TEXT FOR ANALYSIS>

Not everyone has the same internal make up. Mentally we are all wired differently. Even in the best of environments, the most stable of families, that internal "wiring", for want of a better word, can cause one mom to snap while another is able to stay strong and in control.

Shelby had her mother there for help, but how much of an impartial observer could her own mother be? No one wants to believe their daughter would be capable of harming their own infant; and certainly Grandma must have thought Shelby was a good mother - all Shelby's friends said she was, too. So yes, while Grandma was a help, and was a "tool" Shelby could have used for a break to regroup or get away, Grandma might have been too close to see signs that Shelby might have been over stressed. An outside, trained health worker might better recognize signs that she needed more help.

As Etilema said above, the more we deal harshly, or make negative characterizations of mothers or fathers or caregivers who are on the edge, the less people will ask for help. I really do think these negative feelings towards children are more common than we want to admit, so we distance ourselves from it by saying people who have these feelings are "unnatural" or "monsters". What parent on the edge wants to call a hotline and confess they're feeling anger towards their child and they need help, when they are simultaneously feeling ashamed for having such feelings?

I just want ways to keep this from happening to other babies. I don't think harsh charges and harsh sentences will do that, at all. The easier we make getting help, the more availablehelp is, and the more realistic we are about parenting (especially for young parents who are raising unplanned children; and I say that as someone who was once in that boat) and about how parents can snap, the less we will see of this type of thing, I think.

That all said, my heart is breaking looking at pics of this little guy. I would love another baby, even after four of 'em, and I see his adorable little face and smile and would give anytng to have taken him for her. I can't imagine how Shelby's mother must be feeling. :cry:

Gardenlady and Flutterby80, thank you both so much for your honest and eloquent posts in the midst of so much emotion. They made me think and I think almost every parent has had a moment during which they have such thoughts, especially if they have a child who is not "easy". But I think the difference is character. Those with it do not act on their thoughts. Those without, do. Age, education and upbringing play a role in a person's character. Spoil the heck out of a child and you get a narcissistic adult who thinks they are more important than anything and their needs are above even those of the helpless.

EXERCISE SET>
(1) Answer these about the text about Shelby, one line each:
(a) Who did Shelby have there for help?
(b) Who might better recognize signs that Shelby needed more help?
(c) What does the last paragraph name as the difference between parents who act on such thoughts and those who do not?
(2) Please pick up the text about Shelby after its final sentence and keep writing in the same voice.
The lines after this text have nothing to do with it.

EXTRACTED DATA>

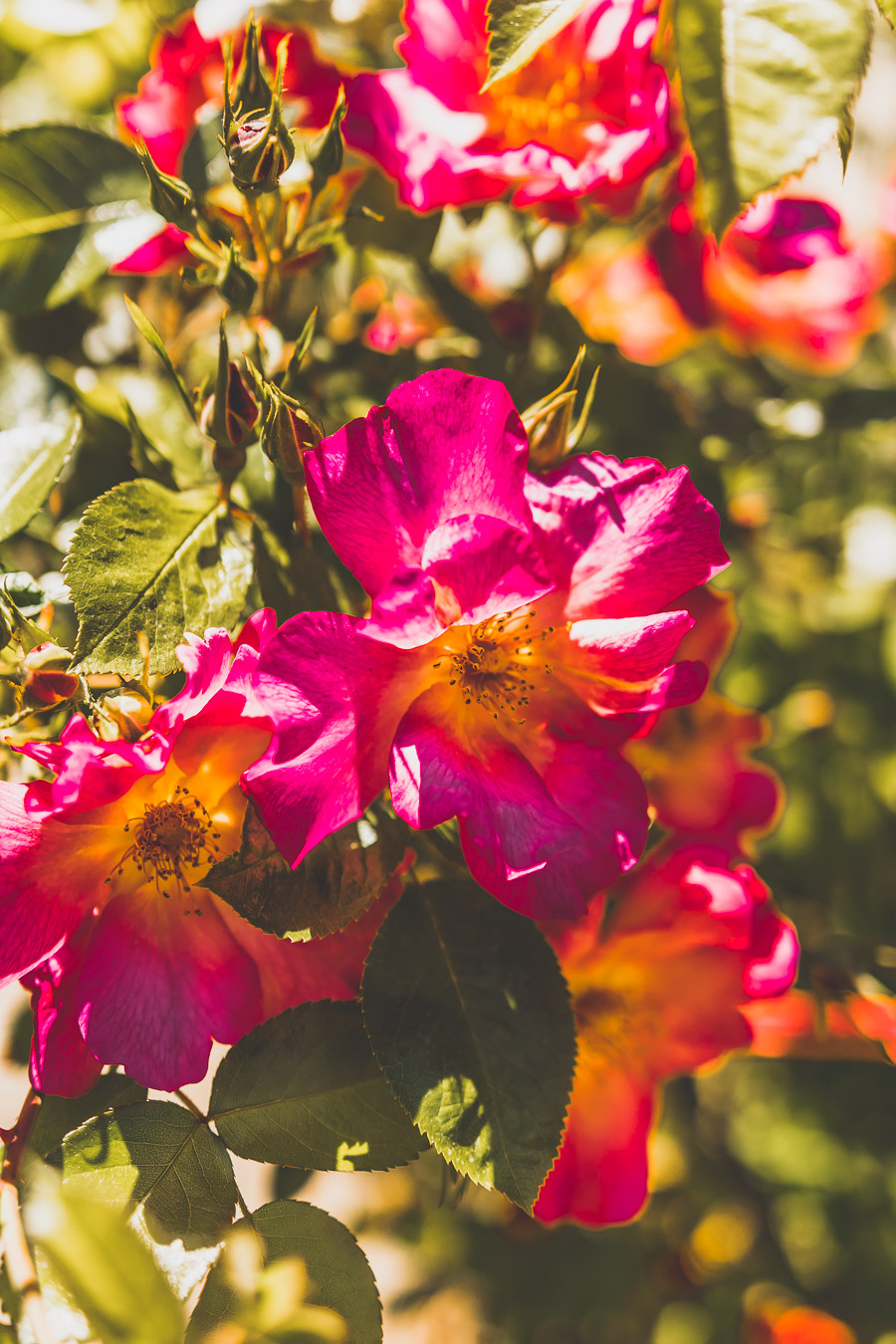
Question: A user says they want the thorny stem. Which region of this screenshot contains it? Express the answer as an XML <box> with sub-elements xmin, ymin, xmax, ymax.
<box><xmin>0</xmin><ymin>1087</ymin><xmax>57</xmax><ymax>1344</ymax></box>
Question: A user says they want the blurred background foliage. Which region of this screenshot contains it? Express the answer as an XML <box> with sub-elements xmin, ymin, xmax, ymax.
<box><xmin>0</xmin><ymin>0</ymin><xmax>896</xmax><ymax>1344</ymax></box>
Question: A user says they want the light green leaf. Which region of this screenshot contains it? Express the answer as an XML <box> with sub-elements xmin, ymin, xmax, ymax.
<box><xmin>124</xmin><ymin>295</ymin><xmax>196</xmax><ymax>421</ymax></box>
<box><xmin>673</xmin><ymin>0</ymin><xmax>870</xmax><ymax>237</ymax></box>
<box><xmin>0</xmin><ymin>125</ymin><xmax>146</xmax><ymax>312</ymax></box>
<box><xmin>187</xmin><ymin>1199</ymin><xmax>383</xmax><ymax>1344</ymax></box>
<box><xmin>0</xmin><ymin>415</ymin><xmax>81</xmax><ymax>541</ymax></box>
<box><xmin>203</xmin><ymin>806</ymin><xmax>404</xmax><ymax>941</ymax></box>
<box><xmin>209</xmin><ymin>1003</ymin><xmax>424</xmax><ymax>1171</ymax></box>
<box><xmin>62</xmin><ymin>1101</ymin><xmax>236</xmax><ymax>1244</ymax></box>
<box><xmin>23</xmin><ymin>1167</ymin><xmax>184</xmax><ymax>1344</ymax></box>
<box><xmin>482</xmin><ymin>0</ymin><xmax>587</xmax><ymax>90</ymax></box>
<box><xmin>65</xmin><ymin>480</ymin><xmax>253</xmax><ymax>676</ymax></box>
<box><xmin>362</xmin><ymin>882</ymin><xmax>575</xmax><ymax>1210</ymax></box>
<box><xmin>28</xmin><ymin>1074</ymin><xmax>146</xmax><ymax>1157</ymax></box>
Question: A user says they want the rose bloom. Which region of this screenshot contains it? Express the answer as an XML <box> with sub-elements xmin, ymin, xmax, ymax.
<box><xmin>112</xmin><ymin>14</ymin><xmax>339</xmax><ymax>274</ymax></box>
<box><xmin>623</xmin><ymin>587</ymin><xmax>784</xmax><ymax>853</ymax></box>
<box><xmin>0</xmin><ymin>611</ymin><xmax>393</xmax><ymax>1095</ymax></box>
<box><xmin>534</xmin><ymin>844</ymin><xmax>799</xmax><ymax>1228</ymax></box>
<box><xmin>247</xmin><ymin>369</ymin><xmax>727</xmax><ymax>917</ymax></box>
<box><xmin>555</xmin><ymin>158</ymin><xmax>885</xmax><ymax>375</ymax></box>
<box><xmin>343</xmin><ymin>0</ymin><xmax>670</xmax><ymax>215</ymax></box>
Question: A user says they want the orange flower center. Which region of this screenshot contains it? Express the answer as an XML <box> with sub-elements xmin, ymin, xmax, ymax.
<box><xmin>434</xmin><ymin>607</ymin><xmax>554</xmax><ymax>723</ymax></box>
<box><xmin>492</xmin><ymin>65</ymin><xmax>583</xmax><ymax>149</ymax></box>
<box><xmin>107</xmin><ymin>784</ymin><xmax>220</xmax><ymax>914</ymax></box>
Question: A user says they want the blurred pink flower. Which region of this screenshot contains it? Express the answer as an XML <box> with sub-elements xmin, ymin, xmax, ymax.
<box><xmin>534</xmin><ymin>842</ymin><xmax>799</xmax><ymax>1228</ymax></box>
<box><xmin>112</xmin><ymin>14</ymin><xmax>341</xmax><ymax>274</ymax></box>
<box><xmin>343</xmin><ymin>0</ymin><xmax>670</xmax><ymax>214</ymax></box>
<box><xmin>247</xmin><ymin>369</ymin><xmax>727</xmax><ymax>917</ymax></box>
<box><xmin>0</xmin><ymin>611</ymin><xmax>388</xmax><ymax>1095</ymax></box>
<box><xmin>555</xmin><ymin>157</ymin><xmax>885</xmax><ymax>373</ymax></box>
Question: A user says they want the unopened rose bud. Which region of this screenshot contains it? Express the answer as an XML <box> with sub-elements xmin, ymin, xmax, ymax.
<box><xmin>137</xmin><ymin>145</ymin><xmax>199</xmax><ymax>234</ymax></box>
<box><xmin>224</xmin><ymin>42</ymin><xmax>296</xmax><ymax>196</ymax></box>
<box><xmin>249</xmin><ymin>364</ymin><xmax>324</xmax><ymax>485</ymax></box>
<box><xmin>199</xmin><ymin>322</ymin><xmax>258</xmax><ymax>485</ymax></box>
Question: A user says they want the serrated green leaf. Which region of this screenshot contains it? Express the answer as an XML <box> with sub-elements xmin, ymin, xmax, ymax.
<box><xmin>23</xmin><ymin>1167</ymin><xmax>184</xmax><ymax>1344</ymax></box>
<box><xmin>361</xmin><ymin>882</ymin><xmax>575</xmax><ymax>1210</ymax></box>
<box><xmin>124</xmin><ymin>295</ymin><xmax>197</xmax><ymax>421</ymax></box>
<box><xmin>0</xmin><ymin>125</ymin><xmax>145</xmax><ymax>312</ymax></box>
<box><xmin>482</xmin><ymin>0</ymin><xmax>587</xmax><ymax>90</ymax></box>
<box><xmin>187</xmin><ymin>1199</ymin><xmax>383</xmax><ymax>1344</ymax></box>
<box><xmin>62</xmin><ymin>1101</ymin><xmax>236</xmax><ymax>1244</ymax></box>
<box><xmin>28</xmin><ymin>1074</ymin><xmax>146</xmax><ymax>1157</ymax></box>
<box><xmin>0</xmin><ymin>415</ymin><xmax>81</xmax><ymax>542</ymax></box>
<box><xmin>65</xmin><ymin>480</ymin><xmax>253</xmax><ymax>677</ymax></box>
<box><xmin>203</xmin><ymin>805</ymin><xmax>404</xmax><ymax>941</ymax></box>
<box><xmin>209</xmin><ymin>1003</ymin><xmax>423</xmax><ymax>1171</ymax></box>
<box><xmin>673</xmin><ymin>0</ymin><xmax>870</xmax><ymax>237</ymax></box>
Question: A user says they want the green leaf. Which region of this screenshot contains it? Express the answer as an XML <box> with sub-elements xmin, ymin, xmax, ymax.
<box><xmin>62</xmin><ymin>1101</ymin><xmax>236</xmax><ymax>1243</ymax></box>
<box><xmin>203</xmin><ymin>805</ymin><xmax>404</xmax><ymax>941</ymax></box>
<box><xmin>124</xmin><ymin>295</ymin><xmax>197</xmax><ymax>421</ymax></box>
<box><xmin>23</xmin><ymin>1168</ymin><xmax>184</xmax><ymax>1344</ymax></box>
<box><xmin>209</xmin><ymin>1003</ymin><xmax>423</xmax><ymax>1172</ymax></box>
<box><xmin>65</xmin><ymin>481</ymin><xmax>253</xmax><ymax>677</ymax></box>
<box><xmin>361</xmin><ymin>882</ymin><xmax>575</xmax><ymax>1210</ymax></box>
<box><xmin>673</xmin><ymin>0</ymin><xmax>870</xmax><ymax>238</ymax></box>
<box><xmin>187</xmin><ymin>1199</ymin><xmax>383</xmax><ymax>1344</ymax></box>
<box><xmin>482</xmin><ymin>0</ymin><xmax>587</xmax><ymax>92</ymax></box>
<box><xmin>0</xmin><ymin>125</ymin><xmax>150</xmax><ymax>312</ymax></box>
<box><xmin>0</xmin><ymin>414</ymin><xmax>81</xmax><ymax>542</ymax></box>
<box><xmin>28</xmin><ymin>1074</ymin><xmax>146</xmax><ymax>1157</ymax></box>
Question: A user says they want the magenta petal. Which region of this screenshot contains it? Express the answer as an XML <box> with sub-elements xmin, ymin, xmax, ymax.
<box><xmin>527</xmin><ymin>454</ymin><xmax>728</xmax><ymax>621</ymax></box>
<box><xmin>22</xmin><ymin>915</ymin><xmax>103</xmax><ymax>1097</ymax></box>
<box><xmin>243</xmin><ymin>611</ymin><xmax>423</xmax><ymax>863</ymax></box>
<box><xmin>472</xmin><ymin>740</ymin><xmax>647</xmax><ymax>919</ymax></box>
<box><xmin>78</xmin><ymin>888</ymin><xmax>261</xmax><ymax>1091</ymax></box>
<box><xmin>365</xmin><ymin>515</ymin><xmax>551</xmax><ymax>649</ymax></box>
<box><xmin>389</xmin><ymin>687</ymin><xmax>581</xmax><ymax>887</ymax></box>
<box><xmin>0</xmin><ymin>783</ymin><xmax>105</xmax><ymax>983</ymax></box>
<box><xmin>305</xmin><ymin>368</ymin><xmax>532</xmax><ymax>596</ymax></box>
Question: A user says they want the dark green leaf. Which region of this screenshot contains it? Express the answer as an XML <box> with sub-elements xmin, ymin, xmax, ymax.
<box><xmin>62</xmin><ymin>1101</ymin><xmax>236</xmax><ymax>1243</ymax></box>
<box><xmin>203</xmin><ymin>806</ymin><xmax>404</xmax><ymax>941</ymax></box>
<box><xmin>23</xmin><ymin>1168</ymin><xmax>184</xmax><ymax>1344</ymax></box>
<box><xmin>124</xmin><ymin>295</ymin><xmax>196</xmax><ymax>419</ymax></box>
<box><xmin>65</xmin><ymin>481</ymin><xmax>253</xmax><ymax>677</ymax></box>
<box><xmin>362</xmin><ymin>882</ymin><xmax>575</xmax><ymax>1210</ymax></box>
<box><xmin>0</xmin><ymin>415</ymin><xmax>81</xmax><ymax>541</ymax></box>
<box><xmin>209</xmin><ymin>1003</ymin><xmax>423</xmax><ymax>1171</ymax></box>
<box><xmin>187</xmin><ymin>1199</ymin><xmax>383</xmax><ymax>1344</ymax></box>
<box><xmin>0</xmin><ymin>125</ymin><xmax>157</xmax><ymax>312</ymax></box>
<box><xmin>482</xmin><ymin>0</ymin><xmax>587</xmax><ymax>89</ymax></box>
<box><xmin>28</xmin><ymin>1074</ymin><xmax>146</xmax><ymax>1157</ymax></box>
<box><xmin>673</xmin><ymin>0</ymin><xmax>870</xmax><ymax>237</ymax></box>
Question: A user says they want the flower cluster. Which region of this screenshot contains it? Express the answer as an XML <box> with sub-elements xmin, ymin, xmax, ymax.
<box><xmin>555</xmin><ymin>156</ymin><xmax>885</xmax><ymax>373</ymax></box>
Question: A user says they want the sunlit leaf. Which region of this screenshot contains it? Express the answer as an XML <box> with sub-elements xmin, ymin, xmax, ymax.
<box><xmin>484</xmin><ymin>0</ymin><xmax>587</xmax><ymax>89</ymax></box>
<box><xmin>28</xmin><ymin>1074</ymin><xmax>146</xmax><ymax>1157</ymax></box>
<box><xmin>0</xmin><ymin>415</ymin><xmax>81</xmax><ymax>541</ymax></box>
<box><xmin>65</xmin><ymin>480</ymin><xmax>253</xmax><ymax>676</ymax></box>
<box><xmin>362</xmin><ymin>882</ymin><xmax>575</xmax><ymax>1210</ymax></box>
<box><xmin>23</xmin><ymin>1168</ymin><xmax>184</xmax><ymax>1344</ymax></box>
<box><xmin>673</xmin><ymin>0</ymin><xmax>870</xmax><ymax>237</ymax></box>
<box><xmin>187</xmin><ymin>1199</ymin><xmax>383</xmax><ymax>1344</ymax></box>
<box><xmin>209</xmin><ymin>1003</ymin><xmax>423</xmax><ymax>1171</ymax></box>
<box><xmin>203</xmin><ymin>806</ymin><xmax>404</xmax><ymax>940</ymax></box>
<box><xmin>0</xmin><ymin>125</ymin><xmax>146</xmax><ymax>312</ymax></box>
<box><xmin>62</xmin><ymin>1101</ymin><xmax>236</xmax><ymax>1241</ymax></box>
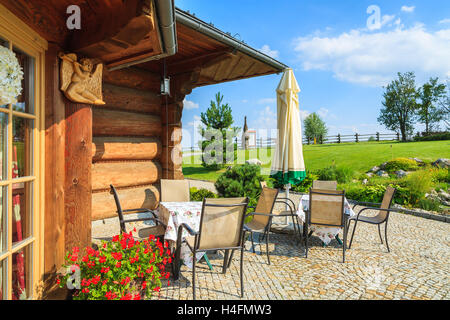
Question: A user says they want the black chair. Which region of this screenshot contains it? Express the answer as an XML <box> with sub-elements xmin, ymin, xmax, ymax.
<box><xmin>347</xmin><ymin>187</ymin><xmax>396</xmax><ymax>252</ymax></box>
<box><xmin>110</xmin><ymin>184</ymin><xmax>166</xmax><ymax>241</ymax></box>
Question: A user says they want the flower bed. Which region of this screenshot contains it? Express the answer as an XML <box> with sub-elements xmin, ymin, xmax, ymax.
<box><xmin>57</xmin><ymin>230</ymin><xmax>173</xmax><ymax>300</ymax></box>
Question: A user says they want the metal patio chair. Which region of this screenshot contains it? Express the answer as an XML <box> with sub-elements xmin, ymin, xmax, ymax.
<box><xmin>312</xmin><ymin>180</ymin><xmax>337</xmax><ymax>190</ymax></box>
<box><xmin>244</xmin><ymin>187</ymin><xmax>300</xmax><ymax>264</ymax></box>
<box><xmin>161</xmin><ymin>179</ymin><xmax>191</xmax><ymax>202</ymax></box>
<box><xmin>305</xmin><ymin>188</ymin><xmax>347</xmax><ymax>262</ymax></box>
<box><xmin>172</xmin><ymin>198</ymin><xmax>248</xmax><ymax>300</ymax></box>
<box><xmin>347</xmin><ymin>187</ymin><xmax>396</xmax><ymax>252</ymax></box>
<box><xmin>110</xmin><ymin>184</ymin><xmax>166</xmax><ymax>241</ymax></box>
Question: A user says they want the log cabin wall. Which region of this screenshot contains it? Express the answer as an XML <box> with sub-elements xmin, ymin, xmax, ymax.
<box><xmin>92</xmin><ymin>68</ymin><xmax>163</xmax><ymax>220</ymax></box>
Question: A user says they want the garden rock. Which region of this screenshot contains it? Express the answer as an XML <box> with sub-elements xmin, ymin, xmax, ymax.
<box><xmin>432</xmin><ymin>158</ymin><xmax>450</xmax><ymax>168</ymax></box>
<box><xmin>245</xmin><ymin>159</ymin><xmax>262</xmax><ymax>166</ymax></box>
<box><xmin>394</xmin><ymin>170</ymin><xmax>407</xmax><ymax>178</ymax></box>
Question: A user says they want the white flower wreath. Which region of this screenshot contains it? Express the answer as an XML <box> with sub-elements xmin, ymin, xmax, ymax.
<box><xmin>0</xmin><ymin>46</ymin><xmax>23</xmax><ymax>105</ymax></box>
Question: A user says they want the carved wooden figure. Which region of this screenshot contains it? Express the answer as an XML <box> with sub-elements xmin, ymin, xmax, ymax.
<box><xmin>59</xmin><ymin>53</ymin><xmax>105</xmax><ymax>105</ymax></box>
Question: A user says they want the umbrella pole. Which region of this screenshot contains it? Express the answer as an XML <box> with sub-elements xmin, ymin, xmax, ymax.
<box><xmin>284</xmin><ymin>183</ymin><xmax>291</xmax><ymax>225</ymax></box>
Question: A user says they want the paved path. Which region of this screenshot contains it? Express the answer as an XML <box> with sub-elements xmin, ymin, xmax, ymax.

ANSWERS TO THE EXERCISE>
(1)
(a) Her mother.
(b) An outside, trained health worker.
(c) Character.

(2)
We need a culture in which our own needs do not come above others. Also, young people need to be taught that it is not cool to have a baby when one lacks the resources and maturity to provide all he or she can to that baby. It's hard work and heartache.

That being said, when someone does show they lack the character to avoid giving into their baser instincts and ignore the needs of the helpless entrusted to their care, imprisonment past child bearing age seems appropriate.

By the way, mom was out partying, according to reports from LE. She partied until 2:30 a.m., came home and the next morning when she could not sleep in, she went ballistic. I don't know why she thought it okay to party when she had a child to care for and her mom had to work. I don't know why her mom allowed her to go out and leave the baby to be cared for by grandma, while daughter is getting drunk. (Poor grandma is probably enveloped in guilt right now).

WOW I can't believe after a confession she would have the nerve to plead NG. I smell a insanity plea coming......

I see others have posted it but I will repeat, she did not enter a plea of guilty: The judge entered a not guilty plea on her behalf. That is standard at a preliminary hearing when the defendant lacks counsel. That's what the judge does. 20 year old entitled, spoiled Shelby probably had no clue why she was at the hearing and what it was for.
 
If in fact this mother had never abused her baby before, there really would not have been any warning signs...if as her friends claimed, this baby was her "life" etc...this could have been a substance-induced rage which, could not have been prevented without her refraining from substances...but many adults partake in various substances without beating their children. This could be one of those cases that other than her being a young mom who enjoyed going out with her friends, had no real warning signs. And that is really scarier than otherwise, IMO...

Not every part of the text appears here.